Notre pays traverse un moment terrible, horrible, plein de menaces communes. De tous les côtés montent des nouvelles angoissantes, angoissantes pour tous. Et vous, amis musulmans, de cette angoisse vous prenez le poids maximum. Comme les sorcières du moyen-âge, comme les juifs du siècle dernier, voici votre tour d’être jetés en pâture. Par mes témoignages familiaux anciens j’ai conscience de ce que vous affrontez, des mots que vous devez trouver pour vos enfants, de l’espoir que vous devez ne pas laisser éteindre.

Lorsque enfant mon père tentait de m’expliquer ce climat d’une société hostile, suspicieuse. Comme il fallait grandir dans l’incertitude d’avoir les réponses adaptées pour éviter le regard condescendant… je ne comprenais pas. Je n’avais pas envie de comprendre tant cela me paraissait loin de mon monde, de mon avenir. Maintenant je comprends ce que mon père voulait m’expliquer, ce qu’avait traversé ma famille juive avant la période du nazisme. Le racisme ordinaire, le mépris banalisé en toute bonne conscience.

• **Enregistrements fournis**:

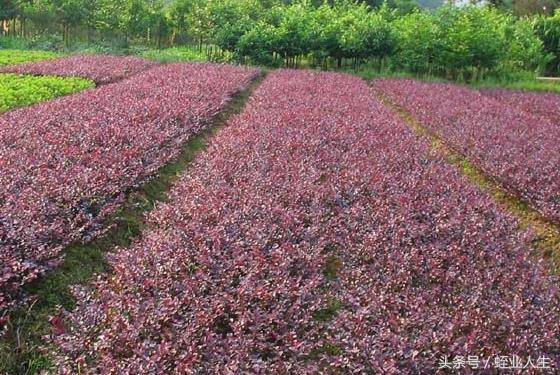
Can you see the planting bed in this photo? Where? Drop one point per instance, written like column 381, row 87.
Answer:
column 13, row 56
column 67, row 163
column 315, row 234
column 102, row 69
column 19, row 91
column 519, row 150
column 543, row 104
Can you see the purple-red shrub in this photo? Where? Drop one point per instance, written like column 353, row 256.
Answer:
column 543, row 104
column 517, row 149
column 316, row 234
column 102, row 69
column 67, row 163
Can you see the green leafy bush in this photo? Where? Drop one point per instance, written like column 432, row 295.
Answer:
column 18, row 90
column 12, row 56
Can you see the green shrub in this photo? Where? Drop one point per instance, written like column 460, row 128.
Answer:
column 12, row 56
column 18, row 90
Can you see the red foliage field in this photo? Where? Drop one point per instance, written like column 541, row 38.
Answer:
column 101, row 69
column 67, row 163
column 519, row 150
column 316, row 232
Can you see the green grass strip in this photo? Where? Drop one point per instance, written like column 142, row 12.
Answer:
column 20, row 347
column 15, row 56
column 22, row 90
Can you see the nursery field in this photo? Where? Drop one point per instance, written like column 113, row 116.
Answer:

• **Tâches à réaliser**:
1 > Selon le passage cité, avant quelle période la famille juive qui y est évoquée avait-elle traversé ce climat d'hostilité ?
2 > Reprenez les lignes des enregistrements qui vont de celle contenant « Can you see the purple-red » jusqu'à la fin des enregistrements, en substituant « hedge » à « shrub » sans rien modifier d'autre.

• **Solutions par tâche**:
1 > Avant la période du nazisme.

2 >
Can you see the purple-red hedge in this photo? Where? Drop one point per instance, written like column 353, row 256.
Answer:
column 543, row 104
column 517, row 149
column 316, row 234
column 102, row 69
column 67, row 163
Can you see the green leafy bush in this photo? Where? Drop one point per instance, written like column 432, row 295.
Answer:
column 18, row 90
column 12, row 56
Can you see the green hedge in this photo? Where? Drop one point per instance, written like column 460, row 128.
Answer:
column 12, row 56
column 18, row 90
Can you see the red foliage field in this photo? Where? Drop one point per instance, written like column 541, row 38.
Answer:
column 101, row 69
column 67, row 163
column 519, row 150
column 316, row 232
Can you see the green grass strip in this photo? Where? Drop one point per instance, written like column 142, row 12.
Answer:
column 20, row 347
column 15, row 56
column 22, row 90
Can you see the nursery field in this photo? Where? Drop one point per instance, written like column 113, row 116.
Answer:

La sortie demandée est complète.